Extract
"""

Wednesday, May 23, 2007

Excel Formulas are Algebra, part 4

If you are already familiar with Excel formulas, you don't need to bother with this post or its companions of similar title.

One soon runs out of uses for formulas of the type =D8+23.3. While solving algebra problems with lots of variables is tedious (and fraught with errors), this is where Excel shines. Formulas can be quite complex. This simple example just cracks the door open:

Data exist in columns A, B, C, and D, and we want column E to contain the sum of an A times a B, plus a C times a D. Of course (!) there are column labels in row 1, so in cell E2 you can put the formula

=A2*B2+C2*D2

If you are paranoid about the order things are done (multiplies get done before adds, but in larger formulas it gets less clear), you could write that formula as

=(A2*B2)+(C2*D2)

"""

[Point localization data]
"""

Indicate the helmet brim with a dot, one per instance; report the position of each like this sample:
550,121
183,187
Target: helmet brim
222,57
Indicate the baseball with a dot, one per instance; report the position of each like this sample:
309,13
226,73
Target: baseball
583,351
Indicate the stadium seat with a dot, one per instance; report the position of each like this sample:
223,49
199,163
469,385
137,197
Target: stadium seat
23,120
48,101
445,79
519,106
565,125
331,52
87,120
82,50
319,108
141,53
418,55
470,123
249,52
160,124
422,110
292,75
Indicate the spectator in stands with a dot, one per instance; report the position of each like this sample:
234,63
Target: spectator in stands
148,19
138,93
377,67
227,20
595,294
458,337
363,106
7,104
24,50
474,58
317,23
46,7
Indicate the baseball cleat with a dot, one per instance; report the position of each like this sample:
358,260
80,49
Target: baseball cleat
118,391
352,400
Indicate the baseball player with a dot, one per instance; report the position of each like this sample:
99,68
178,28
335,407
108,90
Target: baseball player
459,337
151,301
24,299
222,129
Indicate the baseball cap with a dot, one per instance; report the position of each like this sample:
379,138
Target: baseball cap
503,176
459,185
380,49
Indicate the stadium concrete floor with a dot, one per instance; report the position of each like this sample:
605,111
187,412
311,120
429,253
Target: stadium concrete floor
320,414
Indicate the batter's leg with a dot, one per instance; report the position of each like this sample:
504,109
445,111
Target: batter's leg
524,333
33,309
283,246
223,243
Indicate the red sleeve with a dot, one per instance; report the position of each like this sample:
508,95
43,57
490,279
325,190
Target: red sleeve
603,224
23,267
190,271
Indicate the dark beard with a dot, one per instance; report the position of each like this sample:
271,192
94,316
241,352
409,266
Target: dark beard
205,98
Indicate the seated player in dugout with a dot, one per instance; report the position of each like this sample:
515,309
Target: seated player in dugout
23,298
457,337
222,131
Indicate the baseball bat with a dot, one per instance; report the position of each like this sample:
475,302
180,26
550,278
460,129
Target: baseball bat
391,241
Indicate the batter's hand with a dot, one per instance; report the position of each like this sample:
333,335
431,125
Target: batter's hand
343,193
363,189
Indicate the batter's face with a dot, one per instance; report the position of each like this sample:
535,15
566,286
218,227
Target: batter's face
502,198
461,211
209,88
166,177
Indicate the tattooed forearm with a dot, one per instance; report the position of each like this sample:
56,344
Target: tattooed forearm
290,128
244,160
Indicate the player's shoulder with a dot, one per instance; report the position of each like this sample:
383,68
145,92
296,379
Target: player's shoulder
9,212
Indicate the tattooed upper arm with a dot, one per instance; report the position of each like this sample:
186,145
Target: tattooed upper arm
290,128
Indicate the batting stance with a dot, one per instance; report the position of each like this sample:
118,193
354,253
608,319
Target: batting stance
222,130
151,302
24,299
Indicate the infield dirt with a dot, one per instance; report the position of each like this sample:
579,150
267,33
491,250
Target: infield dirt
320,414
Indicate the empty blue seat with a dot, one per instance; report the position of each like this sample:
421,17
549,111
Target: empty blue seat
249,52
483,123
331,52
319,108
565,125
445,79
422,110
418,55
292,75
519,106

"""

Questions
1. Restate the paragraph of the post beginning "Data exist in columns" more briefly, as a short list.
2. Extract the stretch of the post from "Wednesday, May 23, 2007" through "of similar title.", copying it word for word.
Rely only on the post to answer.

Solutions to the exercise
1.
- Data are in columns A, B, C, and D.
- Column E should hold an A times a B plus a C times a D.
- Row 1 contains column labels, so the formula goes in cell E2.

2.
Wednesday, May 23, 2007

Excel Formulas are Algebra, part 4

If you are already familiar with Excel formulas, you don't need to bother with this post or its companions of similar title.